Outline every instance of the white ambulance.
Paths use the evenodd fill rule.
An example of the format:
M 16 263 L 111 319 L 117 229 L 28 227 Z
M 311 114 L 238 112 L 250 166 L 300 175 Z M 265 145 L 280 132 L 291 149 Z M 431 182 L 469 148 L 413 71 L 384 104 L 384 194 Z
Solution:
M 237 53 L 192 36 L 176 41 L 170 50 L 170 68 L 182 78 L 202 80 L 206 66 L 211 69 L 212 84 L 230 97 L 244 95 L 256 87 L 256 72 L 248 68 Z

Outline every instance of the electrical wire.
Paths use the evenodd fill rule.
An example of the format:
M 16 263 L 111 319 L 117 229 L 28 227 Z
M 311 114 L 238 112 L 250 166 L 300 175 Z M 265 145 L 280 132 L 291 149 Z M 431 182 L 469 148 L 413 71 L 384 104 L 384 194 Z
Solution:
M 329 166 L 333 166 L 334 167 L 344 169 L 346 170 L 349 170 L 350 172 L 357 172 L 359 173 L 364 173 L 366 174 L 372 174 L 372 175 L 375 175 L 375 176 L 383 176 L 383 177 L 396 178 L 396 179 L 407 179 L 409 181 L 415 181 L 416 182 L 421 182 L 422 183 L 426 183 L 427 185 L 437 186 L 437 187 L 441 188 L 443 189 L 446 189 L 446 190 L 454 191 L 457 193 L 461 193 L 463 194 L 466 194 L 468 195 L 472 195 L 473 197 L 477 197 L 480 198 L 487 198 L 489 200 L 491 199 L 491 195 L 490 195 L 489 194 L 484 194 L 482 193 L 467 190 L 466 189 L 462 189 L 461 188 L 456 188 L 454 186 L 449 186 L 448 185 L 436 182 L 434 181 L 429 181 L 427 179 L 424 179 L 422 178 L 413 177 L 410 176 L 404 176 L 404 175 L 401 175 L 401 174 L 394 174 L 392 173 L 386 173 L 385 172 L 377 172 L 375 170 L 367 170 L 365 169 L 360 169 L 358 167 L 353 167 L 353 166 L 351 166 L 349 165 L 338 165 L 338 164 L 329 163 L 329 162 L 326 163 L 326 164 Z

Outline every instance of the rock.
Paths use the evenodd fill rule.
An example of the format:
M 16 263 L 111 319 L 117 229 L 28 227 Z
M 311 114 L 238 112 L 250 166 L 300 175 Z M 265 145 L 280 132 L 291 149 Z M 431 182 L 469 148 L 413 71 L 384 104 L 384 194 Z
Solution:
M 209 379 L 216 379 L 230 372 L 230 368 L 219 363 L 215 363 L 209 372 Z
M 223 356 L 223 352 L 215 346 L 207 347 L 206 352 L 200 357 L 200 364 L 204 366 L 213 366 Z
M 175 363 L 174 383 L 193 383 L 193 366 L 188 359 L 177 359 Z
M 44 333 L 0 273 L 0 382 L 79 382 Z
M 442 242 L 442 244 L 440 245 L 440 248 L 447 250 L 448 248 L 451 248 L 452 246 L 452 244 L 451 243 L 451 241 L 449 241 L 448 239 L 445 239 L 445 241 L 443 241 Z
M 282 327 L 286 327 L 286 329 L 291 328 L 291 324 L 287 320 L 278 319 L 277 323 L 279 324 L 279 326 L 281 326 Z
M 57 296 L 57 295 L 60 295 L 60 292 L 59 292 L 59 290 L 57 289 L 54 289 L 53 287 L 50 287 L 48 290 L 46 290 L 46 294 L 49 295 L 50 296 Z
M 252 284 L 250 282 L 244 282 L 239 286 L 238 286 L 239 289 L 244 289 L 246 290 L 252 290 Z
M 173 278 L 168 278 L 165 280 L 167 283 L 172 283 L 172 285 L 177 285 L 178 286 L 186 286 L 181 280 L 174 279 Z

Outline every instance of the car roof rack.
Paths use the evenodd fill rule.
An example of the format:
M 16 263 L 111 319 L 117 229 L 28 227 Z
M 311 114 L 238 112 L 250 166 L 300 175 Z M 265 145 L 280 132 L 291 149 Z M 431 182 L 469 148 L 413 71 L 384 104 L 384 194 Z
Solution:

▸ Stated task: Return the material above word for word, keeping every line in its original order.

▸ Output below:
Outline every instance of the white ambulance.
Paths use the evenodd fill rule.
An example of the format:
M 16 263 L 111 319 L 117 229 L 28 227 Z
M 311 114 L 238 112 L 250 166 L 300 175 Z M 265 145 L 280 132 L 291 149 Z M 431 182 L 469 148 L 413 71 L 384 104 L 384 194 Z
Solution:
M 237 53 L 192 36 L 176 41 L 170 50 L 170 68 L 182 78 L 202 80 L 206 66 L 211 69 L 212 84 L 230 97 L 244 95 L 256 87 L 256 72 L 248 68 Z

Outline every instance of the electrical wire.
Paths use the evenodd fill rule.
An example of the format:
M 16 263 L 111 319 L 117 229 L 28 227 Z
M 311 114 L 238 112 L 250 166 L 300 175 Z M 265 145 L 280 132 L 291 149 Z M 431 182 L 469 148 L 413 71 L 384 104 L 384 194 Z
Solution:
M 329 166 L 333 166 L 334 167 L 344 169 L 346 170 L 349 170 L 350 172 L 357 172 L 359 173 L 364 173 L 366 174 L 372 174 L 372 175 L 375 175 L 375 176 L 383 176 L 383 177 L 396 178 L 396 179 L 407 179 L 409 181 L 415 181 L 416 182 L 421 182 L 422 183 L 426 183 L 427 185 L 437 186 L 437 187 L 441 188 L 443 189 L 446 189 L 446 190 L 454 191 L 457 193 L 461 193 L 463 194 L 466 194 L 468 195 L 472 195 L 473 197 L 477 197 L 480 198 L 487 198 L 489 200 L 491 199 L 491 195 L 490 195 L 489 194 L 484 194 L 482 193 L 467 190 L 466 189 L 462 189 L 461 188 L 456 188 L 454 186 L 449 186 L 448 185 L 436 182 L 434 181 L 429 181 L 427 179 L 424 179 L 422 178 L 413 177 L 410 176 L 404 176 L 404 175 L 401 175 L 401 174 L 394 174 L 392 173 L 386 173 L 385 172 L 377 172 L 375 170 L 367 170 L 365 169 L 360 169 L 358 167 L 353 167 L 353 166 L 351 166 L 349 165 L 338 165 L 338 164 L 329 163 L 329 162 L 326 163 L 326 164 Z

Outline every instance of the rock.
Paths use the evenodd fill rule.
An example of the format:
M 16 263 L 111 319 L 117 229 L 28 227 Z
M 311 114 L 238 112 L 250 166 L 300 175 Z M 265 145 L 280 132 L 291 149 Z M 431 182 L 469 148 L 413 71 L 384 104 L 384 194 Z
Solution:
M 209 379 L 216 379 L 230 372 L 230 368 L 219 363 L 215 363 L 209 372 Z
M 223 356 L 223 352 L 215 346 L 207 347 L 206 352 L 200 357 L 200 364 L 204 366 L 213 366 Z
M 175 363 L 174 383 L 193 383 L 193 366 L 188 359 L 177 359 Z
M 44 333 L 0 273 L 0 382 L 79 382 Z
M 442 242 L 442 244 L 440 245 L 440 248 L 447 250 L 448 248 L 451 248 L 452 246 L 452 244 L 451 243 L 451 241 L 449 241 L 448 239 L 445 239 L 445 241 L 443 241 Z
M 282 327 L 286 327 L 286 329 L 291 328 L 291 324 L 287 320 L 278 319 L 277 323 L 279 324 L 279 326 L 281 326 Z
M 57 296 L 57 295 L 60 295 L 60 292 L 59 292 L 59 290 L 57 289 L 54 289 L 53 287 L 50 287 L 48 290 L 46 290 L 46 294 L 49 295 L 50 296 Z
M 252 284 L 250 282 L 244 282 L 239 286 L 238 286 L 239 289 L 244 289 L 246 290 L 252 290 Z
M 173 278 L 168 278 L 165 280 L 167 283 L 172 283 L 172 285 L 177 285 L 178 286 L 186 286 L 181 280 L 174 279 Z

Outline every instance of the car roof rack.
Paths use the evenodd fill rule.
An example of the format:
M 16 263 L 111 319 L 117 229 L 28 227 Z
M 311 114 L 238 112 L 250 166 L 300 175 Z M 265 145 L 280 132 L 291 149 Z M 431 182 L 469 148 L 413 71 L 384 104 L 384 194 Z
Solution:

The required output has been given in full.